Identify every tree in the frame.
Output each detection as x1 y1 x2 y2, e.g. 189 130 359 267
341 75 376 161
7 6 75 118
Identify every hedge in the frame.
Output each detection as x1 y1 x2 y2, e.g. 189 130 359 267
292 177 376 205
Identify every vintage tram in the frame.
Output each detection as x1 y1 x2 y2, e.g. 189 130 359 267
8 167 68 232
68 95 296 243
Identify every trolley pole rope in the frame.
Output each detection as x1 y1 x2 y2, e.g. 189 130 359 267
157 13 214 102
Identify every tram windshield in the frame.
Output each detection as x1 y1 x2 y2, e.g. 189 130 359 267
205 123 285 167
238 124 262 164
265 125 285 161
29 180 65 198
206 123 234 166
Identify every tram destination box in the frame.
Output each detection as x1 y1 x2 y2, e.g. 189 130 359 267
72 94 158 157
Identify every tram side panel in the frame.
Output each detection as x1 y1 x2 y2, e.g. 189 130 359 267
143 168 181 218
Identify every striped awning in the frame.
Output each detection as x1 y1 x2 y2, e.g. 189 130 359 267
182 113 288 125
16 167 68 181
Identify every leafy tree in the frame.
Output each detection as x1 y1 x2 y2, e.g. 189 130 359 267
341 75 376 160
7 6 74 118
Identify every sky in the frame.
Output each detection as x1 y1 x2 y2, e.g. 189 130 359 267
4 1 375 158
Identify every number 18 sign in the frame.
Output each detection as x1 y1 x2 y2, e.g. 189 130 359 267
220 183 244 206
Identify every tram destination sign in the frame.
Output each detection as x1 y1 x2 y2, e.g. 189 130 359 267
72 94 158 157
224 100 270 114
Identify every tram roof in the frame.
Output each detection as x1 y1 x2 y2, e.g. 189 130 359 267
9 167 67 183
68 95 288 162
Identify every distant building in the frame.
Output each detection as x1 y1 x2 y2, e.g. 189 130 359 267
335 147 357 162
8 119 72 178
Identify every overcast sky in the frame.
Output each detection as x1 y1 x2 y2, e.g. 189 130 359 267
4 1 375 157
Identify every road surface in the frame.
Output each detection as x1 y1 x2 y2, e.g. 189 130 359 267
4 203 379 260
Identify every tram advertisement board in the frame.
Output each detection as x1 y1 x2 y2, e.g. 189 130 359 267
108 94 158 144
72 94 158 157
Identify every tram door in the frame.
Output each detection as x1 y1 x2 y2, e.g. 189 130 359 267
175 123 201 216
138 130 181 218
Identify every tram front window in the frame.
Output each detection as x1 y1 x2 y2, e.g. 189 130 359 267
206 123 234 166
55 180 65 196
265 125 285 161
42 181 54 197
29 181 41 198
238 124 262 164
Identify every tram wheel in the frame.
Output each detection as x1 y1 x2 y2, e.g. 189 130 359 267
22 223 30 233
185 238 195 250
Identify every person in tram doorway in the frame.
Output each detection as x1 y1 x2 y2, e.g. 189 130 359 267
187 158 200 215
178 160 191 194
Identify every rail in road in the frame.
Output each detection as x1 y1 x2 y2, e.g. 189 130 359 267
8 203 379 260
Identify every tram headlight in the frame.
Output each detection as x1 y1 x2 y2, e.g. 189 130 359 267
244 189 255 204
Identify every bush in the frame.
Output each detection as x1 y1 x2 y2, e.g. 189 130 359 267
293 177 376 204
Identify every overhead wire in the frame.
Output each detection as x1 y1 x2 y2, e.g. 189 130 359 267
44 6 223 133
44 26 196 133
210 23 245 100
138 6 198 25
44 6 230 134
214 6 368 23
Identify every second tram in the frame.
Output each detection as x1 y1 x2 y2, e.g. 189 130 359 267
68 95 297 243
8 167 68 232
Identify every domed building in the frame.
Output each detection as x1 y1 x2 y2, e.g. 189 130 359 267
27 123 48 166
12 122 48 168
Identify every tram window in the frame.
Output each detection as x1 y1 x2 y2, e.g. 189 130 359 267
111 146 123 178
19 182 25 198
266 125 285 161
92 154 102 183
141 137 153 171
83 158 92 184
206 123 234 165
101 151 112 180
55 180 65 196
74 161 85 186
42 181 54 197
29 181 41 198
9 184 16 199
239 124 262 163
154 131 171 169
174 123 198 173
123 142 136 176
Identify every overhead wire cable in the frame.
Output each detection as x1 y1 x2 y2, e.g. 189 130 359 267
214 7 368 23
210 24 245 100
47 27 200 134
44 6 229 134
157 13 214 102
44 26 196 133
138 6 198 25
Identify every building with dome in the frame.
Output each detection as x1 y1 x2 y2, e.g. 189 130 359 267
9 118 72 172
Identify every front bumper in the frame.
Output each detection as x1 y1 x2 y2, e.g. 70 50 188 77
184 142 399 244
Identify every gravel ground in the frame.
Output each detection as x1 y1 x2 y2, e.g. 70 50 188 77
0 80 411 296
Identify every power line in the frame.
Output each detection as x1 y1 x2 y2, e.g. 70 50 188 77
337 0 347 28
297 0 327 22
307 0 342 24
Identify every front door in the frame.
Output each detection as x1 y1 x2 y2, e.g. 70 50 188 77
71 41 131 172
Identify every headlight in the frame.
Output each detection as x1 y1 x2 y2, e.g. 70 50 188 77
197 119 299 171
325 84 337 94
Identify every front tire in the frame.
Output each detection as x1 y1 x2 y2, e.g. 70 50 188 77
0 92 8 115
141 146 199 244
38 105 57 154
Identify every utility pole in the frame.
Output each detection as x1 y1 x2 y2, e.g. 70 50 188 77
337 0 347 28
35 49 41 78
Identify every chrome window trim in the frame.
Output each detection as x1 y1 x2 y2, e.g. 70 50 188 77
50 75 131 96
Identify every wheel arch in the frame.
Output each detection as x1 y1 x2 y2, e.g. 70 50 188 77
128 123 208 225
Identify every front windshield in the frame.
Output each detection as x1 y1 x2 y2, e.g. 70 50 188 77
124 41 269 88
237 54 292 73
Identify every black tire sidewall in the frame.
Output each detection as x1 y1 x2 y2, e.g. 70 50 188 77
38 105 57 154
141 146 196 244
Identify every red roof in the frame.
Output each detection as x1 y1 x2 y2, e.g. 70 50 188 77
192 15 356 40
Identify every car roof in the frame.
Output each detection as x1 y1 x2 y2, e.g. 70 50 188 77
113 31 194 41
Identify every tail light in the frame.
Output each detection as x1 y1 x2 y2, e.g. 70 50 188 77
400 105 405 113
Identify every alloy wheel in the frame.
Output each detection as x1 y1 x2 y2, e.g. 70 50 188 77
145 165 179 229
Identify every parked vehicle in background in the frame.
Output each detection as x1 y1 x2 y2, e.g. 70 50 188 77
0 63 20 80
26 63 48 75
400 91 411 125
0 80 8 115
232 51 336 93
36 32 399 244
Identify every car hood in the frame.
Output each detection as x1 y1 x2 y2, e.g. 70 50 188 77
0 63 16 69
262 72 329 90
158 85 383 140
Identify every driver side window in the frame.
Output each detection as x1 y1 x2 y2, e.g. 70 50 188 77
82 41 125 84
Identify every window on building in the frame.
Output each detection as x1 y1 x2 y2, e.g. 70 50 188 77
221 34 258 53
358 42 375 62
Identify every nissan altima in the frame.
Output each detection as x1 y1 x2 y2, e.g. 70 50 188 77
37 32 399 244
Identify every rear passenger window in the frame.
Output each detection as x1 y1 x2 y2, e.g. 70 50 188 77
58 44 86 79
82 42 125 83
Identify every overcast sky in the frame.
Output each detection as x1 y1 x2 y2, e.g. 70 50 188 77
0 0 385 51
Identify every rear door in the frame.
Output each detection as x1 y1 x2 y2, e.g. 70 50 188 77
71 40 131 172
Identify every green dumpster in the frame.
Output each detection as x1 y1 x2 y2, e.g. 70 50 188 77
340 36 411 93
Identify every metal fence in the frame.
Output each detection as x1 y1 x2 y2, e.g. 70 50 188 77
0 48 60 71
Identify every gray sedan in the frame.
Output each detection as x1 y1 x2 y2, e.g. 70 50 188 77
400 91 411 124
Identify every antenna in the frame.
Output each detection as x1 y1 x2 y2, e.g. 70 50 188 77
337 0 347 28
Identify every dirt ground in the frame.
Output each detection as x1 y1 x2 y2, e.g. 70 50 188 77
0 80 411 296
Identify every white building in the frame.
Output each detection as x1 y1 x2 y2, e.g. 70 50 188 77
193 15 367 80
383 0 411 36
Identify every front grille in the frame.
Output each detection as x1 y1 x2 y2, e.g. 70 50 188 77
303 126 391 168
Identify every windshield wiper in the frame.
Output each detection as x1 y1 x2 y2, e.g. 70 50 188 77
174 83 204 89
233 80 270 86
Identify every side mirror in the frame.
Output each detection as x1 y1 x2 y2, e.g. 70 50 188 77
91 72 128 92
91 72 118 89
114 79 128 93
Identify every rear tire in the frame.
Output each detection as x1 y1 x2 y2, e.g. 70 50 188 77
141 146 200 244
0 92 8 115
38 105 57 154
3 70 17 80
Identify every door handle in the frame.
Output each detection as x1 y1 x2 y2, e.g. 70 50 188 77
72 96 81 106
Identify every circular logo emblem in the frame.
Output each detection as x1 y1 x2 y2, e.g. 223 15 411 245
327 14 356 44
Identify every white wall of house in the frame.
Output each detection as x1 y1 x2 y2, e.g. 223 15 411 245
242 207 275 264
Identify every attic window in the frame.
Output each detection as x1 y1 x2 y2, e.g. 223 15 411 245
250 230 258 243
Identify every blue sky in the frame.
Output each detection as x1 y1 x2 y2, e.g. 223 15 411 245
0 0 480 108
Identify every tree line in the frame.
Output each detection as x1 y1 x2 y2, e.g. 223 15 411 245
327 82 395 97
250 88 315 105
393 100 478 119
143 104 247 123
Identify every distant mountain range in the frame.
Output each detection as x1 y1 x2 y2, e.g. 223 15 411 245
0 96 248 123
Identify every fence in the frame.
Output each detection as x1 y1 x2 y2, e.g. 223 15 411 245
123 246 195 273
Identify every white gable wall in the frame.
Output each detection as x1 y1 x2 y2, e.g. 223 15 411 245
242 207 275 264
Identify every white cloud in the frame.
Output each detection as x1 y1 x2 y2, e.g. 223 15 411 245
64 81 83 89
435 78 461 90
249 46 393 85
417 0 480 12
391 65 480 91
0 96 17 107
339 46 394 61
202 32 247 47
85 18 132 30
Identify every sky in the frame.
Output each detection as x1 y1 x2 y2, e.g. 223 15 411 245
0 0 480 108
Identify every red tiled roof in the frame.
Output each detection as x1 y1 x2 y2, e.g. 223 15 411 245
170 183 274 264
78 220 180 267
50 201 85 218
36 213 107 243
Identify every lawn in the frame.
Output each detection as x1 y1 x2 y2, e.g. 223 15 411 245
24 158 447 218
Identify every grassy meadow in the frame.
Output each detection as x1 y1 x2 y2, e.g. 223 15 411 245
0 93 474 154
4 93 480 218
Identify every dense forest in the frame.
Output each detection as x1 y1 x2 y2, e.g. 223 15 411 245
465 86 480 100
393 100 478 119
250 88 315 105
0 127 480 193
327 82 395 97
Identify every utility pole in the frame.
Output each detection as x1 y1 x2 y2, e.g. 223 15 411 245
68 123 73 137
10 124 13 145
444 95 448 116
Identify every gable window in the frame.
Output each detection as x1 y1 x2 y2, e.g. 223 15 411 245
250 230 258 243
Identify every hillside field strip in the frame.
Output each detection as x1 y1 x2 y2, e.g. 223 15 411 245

▸ **GIVEN TASK**:
Please reproduce only the records between the lines holding "Identify every alloy wheel in the frame." and "36 32 399 244", inclusive, keeping every request line unchanged and shifting each answer's bounding-box coordinates by -139.

▸ **RESULT OF THIS TASK**:
Identify every alloy wheel in the frame.
Output each detection as x1 y1 x2 y2, e.g. 70 50 188 77
6 26 40 90
Identify every parked vehicle in background in the frame.
Output each detection as x1 y1 x2 y2, e.g. 70 50 188 77
-139 -76 -119 -59
-113 -76 -91 -64
261 -48 272 -14
-139 -59 -131 -24
93 -88 197 -46
-103 -107 260 105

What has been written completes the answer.